## PROBLEM
Copy out the part of the material that opens with the line containing "task: segment the distant building" and closes at the end of the material, substituting "object" for every "instance" and changing nothing else.

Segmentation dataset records

━━━━━━━━━━━━━━━━

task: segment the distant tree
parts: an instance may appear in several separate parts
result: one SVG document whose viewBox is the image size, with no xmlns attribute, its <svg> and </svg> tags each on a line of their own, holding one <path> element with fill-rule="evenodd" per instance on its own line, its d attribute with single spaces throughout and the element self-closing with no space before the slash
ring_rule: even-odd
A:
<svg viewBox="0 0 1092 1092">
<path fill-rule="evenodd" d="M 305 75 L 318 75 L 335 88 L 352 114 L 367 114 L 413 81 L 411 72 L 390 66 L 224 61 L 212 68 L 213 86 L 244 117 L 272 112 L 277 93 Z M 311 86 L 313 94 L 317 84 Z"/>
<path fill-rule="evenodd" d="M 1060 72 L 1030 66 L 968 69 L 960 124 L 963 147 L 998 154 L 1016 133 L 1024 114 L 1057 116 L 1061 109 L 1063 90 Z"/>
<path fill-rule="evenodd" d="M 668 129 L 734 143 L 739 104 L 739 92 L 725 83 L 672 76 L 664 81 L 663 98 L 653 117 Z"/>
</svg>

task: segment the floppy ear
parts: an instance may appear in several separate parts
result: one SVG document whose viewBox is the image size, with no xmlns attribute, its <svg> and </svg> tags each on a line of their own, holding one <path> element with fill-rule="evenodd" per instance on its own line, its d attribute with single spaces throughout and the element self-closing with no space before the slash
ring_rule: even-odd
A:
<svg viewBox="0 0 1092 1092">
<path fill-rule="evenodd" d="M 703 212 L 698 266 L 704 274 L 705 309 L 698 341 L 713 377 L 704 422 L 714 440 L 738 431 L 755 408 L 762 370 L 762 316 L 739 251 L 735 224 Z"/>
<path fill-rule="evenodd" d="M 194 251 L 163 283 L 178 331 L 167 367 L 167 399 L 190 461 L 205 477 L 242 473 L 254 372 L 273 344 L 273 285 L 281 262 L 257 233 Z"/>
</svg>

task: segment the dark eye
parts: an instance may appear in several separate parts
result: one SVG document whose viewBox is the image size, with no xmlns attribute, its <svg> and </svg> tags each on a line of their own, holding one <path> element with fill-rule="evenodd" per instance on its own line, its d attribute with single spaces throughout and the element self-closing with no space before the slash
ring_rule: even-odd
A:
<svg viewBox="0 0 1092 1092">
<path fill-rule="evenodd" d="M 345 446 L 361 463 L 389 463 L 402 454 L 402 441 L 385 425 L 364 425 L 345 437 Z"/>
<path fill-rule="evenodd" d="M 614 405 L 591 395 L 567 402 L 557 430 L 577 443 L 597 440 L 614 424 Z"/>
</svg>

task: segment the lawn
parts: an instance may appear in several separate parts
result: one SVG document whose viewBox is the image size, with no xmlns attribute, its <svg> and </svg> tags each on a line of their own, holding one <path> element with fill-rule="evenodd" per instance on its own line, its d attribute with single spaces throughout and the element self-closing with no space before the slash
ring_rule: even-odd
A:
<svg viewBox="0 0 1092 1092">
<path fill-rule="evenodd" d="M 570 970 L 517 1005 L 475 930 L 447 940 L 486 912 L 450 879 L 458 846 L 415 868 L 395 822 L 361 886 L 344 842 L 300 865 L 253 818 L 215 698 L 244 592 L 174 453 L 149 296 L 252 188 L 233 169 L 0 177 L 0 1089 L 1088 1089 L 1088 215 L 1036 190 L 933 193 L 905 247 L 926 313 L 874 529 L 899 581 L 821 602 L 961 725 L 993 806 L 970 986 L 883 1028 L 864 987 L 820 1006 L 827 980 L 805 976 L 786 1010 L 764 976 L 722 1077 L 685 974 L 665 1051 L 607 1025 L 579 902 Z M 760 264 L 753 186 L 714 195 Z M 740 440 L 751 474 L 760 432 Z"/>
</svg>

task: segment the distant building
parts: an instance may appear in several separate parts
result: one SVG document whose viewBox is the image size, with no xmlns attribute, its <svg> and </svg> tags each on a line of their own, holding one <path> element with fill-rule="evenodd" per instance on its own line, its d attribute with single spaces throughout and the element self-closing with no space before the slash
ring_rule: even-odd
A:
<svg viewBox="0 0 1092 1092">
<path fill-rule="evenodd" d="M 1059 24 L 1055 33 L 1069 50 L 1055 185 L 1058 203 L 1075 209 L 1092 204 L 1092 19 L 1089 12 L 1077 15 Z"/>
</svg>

━━━━━━━━━━━━━━━━

## EXERCISE RESULT
task: segment the distant building
parts: an object may appear in several separate parts
result: one SVG document whose viewBox is the image size, with no xmlns attribute, its <svg> and </svg> tags each on a line of their own, holding one <path> element with fill-rule="evenodd" per object on its own line, its d attribute with single spaces throughout and the element self-closing with no space before the slash
ring_rule: even-odd
A:
<svg viewBox="0 0 1092 1092">
<path fill-rule="evenodd" d="M 1059 24 L 1055 33 L 1069 50 L 1055 185 L 1058 203 L 1075 209 L 1092 204 L 1092 19 L 1089 12 L 1077 15 Z"/>
</svg>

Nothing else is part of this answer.